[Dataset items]
++++

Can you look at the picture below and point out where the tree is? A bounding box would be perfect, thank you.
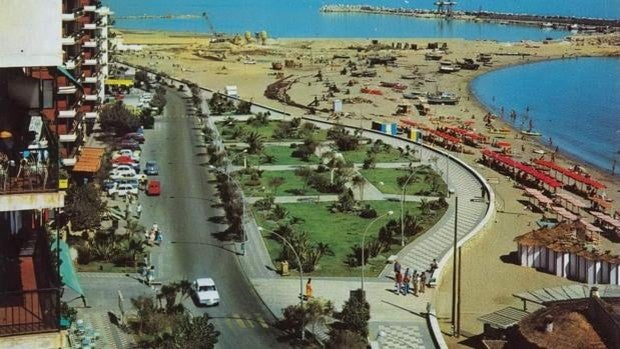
[99,101,140,135]
[352,175,366,201]
[245,131,264,154]
[269,177,285,196]
[338,289,370,339]
[65,183,105,230]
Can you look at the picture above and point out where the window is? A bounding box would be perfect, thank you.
[42,80,54,108]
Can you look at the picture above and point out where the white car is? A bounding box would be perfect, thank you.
[108,183,138,197]
[193,278,220,306]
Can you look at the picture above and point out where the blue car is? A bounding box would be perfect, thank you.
[144,160,159,175]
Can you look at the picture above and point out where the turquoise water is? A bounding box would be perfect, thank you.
[104,0,580,41]
[471,58,620,174]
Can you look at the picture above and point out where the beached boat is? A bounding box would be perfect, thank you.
[426,91,459,104]
[456,58,480,70]
[424,52,443,61]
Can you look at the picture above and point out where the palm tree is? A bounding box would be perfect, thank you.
[245,131,264,154]
[352,174,366,201]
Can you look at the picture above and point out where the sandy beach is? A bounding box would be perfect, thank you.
[112,31,620,346]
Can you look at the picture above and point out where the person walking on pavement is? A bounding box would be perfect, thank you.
[306,278,314,299]
[394,271,403,294]
[403,268,411,296]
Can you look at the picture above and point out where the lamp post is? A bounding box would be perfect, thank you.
[400,172,415,247]
[362,211,394,297]
[258,227,306,342]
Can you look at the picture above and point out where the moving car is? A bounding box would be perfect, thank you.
[193,278,220,306]
[108,183,138,197]
[144,160,159,175]
[146,179,161,196]
[122,132,144,144]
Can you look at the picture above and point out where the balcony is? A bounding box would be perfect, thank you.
[58,109,77,119]
[60,156,77,167]
[58,132,77,143]
[58,85,77,95]
[84,111,99,119]
[82,40,97,48]
[62,13,75,22]
[61,36,76,46]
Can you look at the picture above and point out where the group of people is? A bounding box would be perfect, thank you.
[394,259,437,297]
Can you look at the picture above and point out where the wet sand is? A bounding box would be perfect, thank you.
[112,32,620,346]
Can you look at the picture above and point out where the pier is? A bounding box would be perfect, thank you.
[320,2,620,32]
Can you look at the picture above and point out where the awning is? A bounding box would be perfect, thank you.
[52,240,84,296]
[73,147,105,173]
[105,79,133,87]
[56,66,84,88]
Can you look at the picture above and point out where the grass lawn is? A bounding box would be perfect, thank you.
[227,145,320,167]
[215,120,327,142]
[241,171,319,196]
[342,145,409,164]
[75,262,138,273]
[360,168,447,196]
[255,201,445,277]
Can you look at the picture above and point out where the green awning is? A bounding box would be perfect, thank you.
[56,66,84,88]
[52,240,84,296]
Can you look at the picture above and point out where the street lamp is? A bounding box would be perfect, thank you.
[400,172,415,247]
[362,211,394,295]
[258,227,306,342]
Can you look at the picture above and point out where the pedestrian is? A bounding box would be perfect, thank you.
[429,258,439,274]
[403,268,411,296]
[394,271,403,294]
[306,278,314,299]
[394,261,400,275]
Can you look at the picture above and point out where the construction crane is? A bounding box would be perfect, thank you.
[202,12,224,39]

++++

Work to be completed: Put each line of the listing above into a JSON list of strings, one string per line, with blank lines skipped. Leave the pictures out.

Answer to the problem:
[
  "Can you look at the picture below and point out where the tree is? A bounding box would be perfect, thank you.",
  "[99,101,140,135]",
  "[352,175,366,201]",
  "[245,131,264,154]",
  "[269,177,285,196]",
  "[338,289,370,339]",
  "[65,183,105,230]",
  "Can you look at the picture above and point out where the window is? A bounding box would be perfect, thank you.",
  "[42,80,54,108]",
  "Can you look at the picture above and point out where the white car is? A bounding box would be perfect, thank you.",
  "[108,183,138,197]",
  "[193,278,220,306]",
  "Can you look at the picture above and point out where the blue car is? A bounding box would be perfect, thank you.",
  "[144,160,159,175]",
  "Can you look at the picture above and point out where the turquoise water is? A bounding box would be perfect, thank you.",
  "[104,0,580,41]",
  "[471,58,620,174]",
  "Can you look at the picture above and point out where the beached boat is? A bounding box would be perfect, thank you.",
  "[426,91,459,104]",
  "[456,58,480,70]",
  "[424,52,443,61]",
  "Can you look at the picture above and point out where the palm tree is? A bounding box would be perfect, thank you.",
  "[245,131,264,154]",
  "[352,174,366,201]",
  "Can you look at the picture above and point out where the sandy beach is? A bounding box would be perfect, thank you.",
  "[112,31,620,346]",
  "Can you look at the picture above and point out where the person walking on pavement is? A bounding box would be perfect, thank you.",
  "[306,278,314,299]",
  "[394,271,403,294]",
  "[403,268,411,296]",
  "Can you look at the picture above and point out where the lamp post is? A bounding box would be perfect, thank you.",
  "[400,172,415,247]",
  "[362,211,394,297]",
  "[258,227,306,342]",
  "Can you look at the picture above and point out where the moving car is? A bounding box would be perfect, thank you.",
  "[193,278,220,306]",
  "[108,183,138,197]",
  "[144,160,159,175]",
  "[146,179,161,196]",
  "[122,132,144,144]",
  "Can you look at the picture above and point out where the balcony is? A bounding box would be perfect, thank you.",
  "[58,109,77,119]",
  "[60,156,77,167]",
  "[58,132,77,143]",
  "[58,85,77,95]",
  "[84,111,99,119]",
  "[82,40,97,48]",
  "[62,13,75,22]",
  "[61,36,76,46]",
  "Can you look at the picture above and point out where the group of people is? A bounding box would be perfect, thank you.",
  "[394,259,437,297]",
  "Can you look at the picture above and point out where the wet sand is? A bounding box would be perfect, thank you.",
  "[112,32,620,346]",
  "Can you look at the picture above and point out where the pier is? A bounding box would be perfect, thank you.",
  "[320,2,620,32]",
  "Can you look at the picture above and point out where the awning is? A bounding box would be perfect, thank you.",
  "[52,240,84,296]",
  "[73,147,105,173]",
  "[105,79,133,87]",
  "[56,66,84,88]",
  "Can you look at the picture above and point out where the grass lawn is? A bounding box would be perfect, thank you.",
  "[227,145,320,167]",
  "[215,120,327,142]",
  "[241,171,319,196]",
  "[342,145,409,164]",
  "[75,262,138,273]",
  "[360,168,447,196]",
  "[255,201,445,277]",
  "Can you look at the picture above and point out where the green awning is? A bounding box would be perfect, thank you.",
  "[56,66,84,88]",
  "[52,240,84,296]",
  "Can you look at the picture above and point out where the street lamp is? A bounding box would be perfect, thank you.",
  "[400,172,415,247]",
  "[362,211,394,295]",
  "[258,227,306,342]",
  "Can you look at the picture above and point out where the pedestrian is? A bounding box would be perfect, thank you.",
  "[429,258,439,274]",
  "[403,268,411,296]",
  "[394,271,403,294]",
  "[306,278,314,299]",
  "[394,261,400,275]",
  "Can you look at the picture above and point out where the construction crane is? A bounding box would be perfect, thank you.",
  "[202,12,224,39]"
]